**DOCUMENT PASSAGE:**
###
By now, all companies sponsoring ESOPs should be aware that their plan documents must be restated and submitted to the IRS every five years for a letter of determination of their tax qualified status. What they may not realize is that the ESOP restatement process offers potentially unrealized opportunities for cost efficiency, employer protection and creative redesign.
Who Can Benefit?
Restated ESOP plan documents must be submitted to the IRS in one of five annual “cycles,” A through E, based on the employer identification number. We are now in “Cycle D” again. If your EIN ends in 4 or 9, your time is now. You will be submitting your restated ESOP plan document to the IRS before January 31, 2015. Next up will be Cycle E filers, with EINs ending in 5 or 0. Submissions have slowly worked their way through the IRS review process but now, the IRS is promising, the time required to process the submission is being reduced. In the meantime, since all companies go through changes, new planning strategies are being developed by ESOP experts, and ESOP programs must evolve. Cycle D filers are immediately poised to take a closer look at the design potential possibilities for cost savings and fiduciary protection. For every company, the process begins by asking the right questions – some technical; and some design oriented.
Who’s Got Your Back?
The proper approach begins with a team discussion with the company’s internal administration staff, plan fiduciaries, the third party administrator (TPA), and ESOP counsel responsible for rewriting the plan. Simply using a boilerplate ESOP document or restating the plan document “as is” will leave planning points on the drafting table, if they are even spotted. That’s why all of the company’s advisors must bring to bear their experience with the company’s historical operation and the potential issues that may come up due to the employer’s ever-changing circumstances.
Given our changing economic times, this approach will help identify any and all flexibility or modifications to your plan that you should consider. There have been recent developments in plan design and administration that the IRS is now wiling to approve and which are worth considering.
Are The Trust And Fiduciary Provisions Sound?
Have the plan’s trust and fiduciary’s provisions been examined to address such subtleties as who is directing whom, their indemnification provisions (which, by the way, are currently the subject of controversy in the federal courts), or potentially the need for external fiduciaries or trustees, which will require significant alterations to your ESOP document and trust document? For example, how does a fiduciary invoke his or her indemnification? How does this mesh with your fiduciary coverage?
Can You Save Money By Combining Or Coordinating Plans?
Is the company maintaining a 401(k) plan in addition to its ESOP? Should the plans be combined? Should the profit sharing component of the 401(k) plan or its matching provisions be used differently to allocate benefits that are currently held in the employee’s stock accounts? Will combining plans save administration costs? Some of these planning points fly in the face of conventional wisdom, which argues for separating 401(k) and ESOP plans. But in changing times, traditional assumptions should be questioned. More recently 401k ESOPs or “KSOPs” have become more common. In addition, are you coordinating your ESOP and 401(k) design? Are you funding a match or safe harbor contribution to the 401(k) that could be funded to the ESOP. It may be the right time to have both of your retirement plans on one platform to deliver better results to your employees.
###
[Entries drawn from a point annotation set]
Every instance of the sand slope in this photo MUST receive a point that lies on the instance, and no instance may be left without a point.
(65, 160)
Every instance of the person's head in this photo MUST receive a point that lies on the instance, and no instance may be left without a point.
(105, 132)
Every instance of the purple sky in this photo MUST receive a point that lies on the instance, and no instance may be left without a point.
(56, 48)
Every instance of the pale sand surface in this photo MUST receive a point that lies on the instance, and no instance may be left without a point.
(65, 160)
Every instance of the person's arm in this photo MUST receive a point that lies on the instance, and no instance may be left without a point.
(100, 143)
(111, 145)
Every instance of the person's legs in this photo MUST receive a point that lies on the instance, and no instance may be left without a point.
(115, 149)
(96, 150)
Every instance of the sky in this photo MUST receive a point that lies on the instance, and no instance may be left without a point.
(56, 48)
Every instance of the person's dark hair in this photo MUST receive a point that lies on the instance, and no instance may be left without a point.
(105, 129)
###
**OBJECTIVE:**
Transcribe the passage of the article on ESOP plan restatement between "Have the plan’s" and "your fiduciary coverage?", inclusive. The records have no connection to the article on ESOP plan restatement.

**RESPONSE:**
Have the plan’s trust and fiduciary’s provisions been examined to address such subtleties as who is directing whom, their indemnification provisions (which, by the way, are currently the subject of controversy in the federal courts), or potentially the need for external fiduciaries or trustees, which will require significant alterations to your ESOP document and trust document? For example, how does a fiduciary invoke his or her indemnification? How does this mesh with your fiduciary coverage?